*EXERCISE MATERIAL:*
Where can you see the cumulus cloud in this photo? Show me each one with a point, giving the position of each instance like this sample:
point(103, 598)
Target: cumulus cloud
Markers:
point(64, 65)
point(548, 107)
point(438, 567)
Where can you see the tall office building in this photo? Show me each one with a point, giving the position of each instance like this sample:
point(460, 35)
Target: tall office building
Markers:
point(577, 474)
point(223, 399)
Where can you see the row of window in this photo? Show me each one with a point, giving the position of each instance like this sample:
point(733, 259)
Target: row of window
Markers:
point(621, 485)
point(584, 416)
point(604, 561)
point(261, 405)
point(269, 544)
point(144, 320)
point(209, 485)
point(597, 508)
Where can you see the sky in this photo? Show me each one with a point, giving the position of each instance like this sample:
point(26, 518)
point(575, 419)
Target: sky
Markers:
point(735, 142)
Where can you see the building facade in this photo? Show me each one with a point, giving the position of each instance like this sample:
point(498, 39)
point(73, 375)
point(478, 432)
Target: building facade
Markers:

*EXERCISE DETAILS:* What you return should be the records above, repeated exactly.

*RESPONSE TO THIS TASK:*
Where can you see the cumulus cloud in this photo? Show me each one with a point, giving the position of each instance like this sample:
point(103, 598)
Target: cumulus cloud
Markers:
point(64, 65)
point(548, 107)
point(438, 567)
Where can you see the tall office building in this photo? Show me each one with a point, giving the position of each instance like this sample:
point(460, 35)
Target: tall office building
Markers:
point(577, 474)
point(223, 399)
Where can you see the row of window in this photo? Show me each one with a point, giving the position of each instance like this sample:
point(733, 259)
Target: row of window
Markers:
point(621, 485)
point(584, 416)
point(604, 561)
point(261, 405)
point(269, 544)
point(144, 320)
point(209, 485)
point(597, 508)
Where can you see the sky in this photo? Show me each one with a point, giving the position of each instance like this sample:
point(26, 518)
point(575, 419)
Target: sky
Markers:
point(735, 142)
Where can you see the building facade in this photo? Show me each one with a point, giving the position of each instance like this sample:
point(498, 39)
point(73, 375)
point(478, 432)
Target: building facade
Markers:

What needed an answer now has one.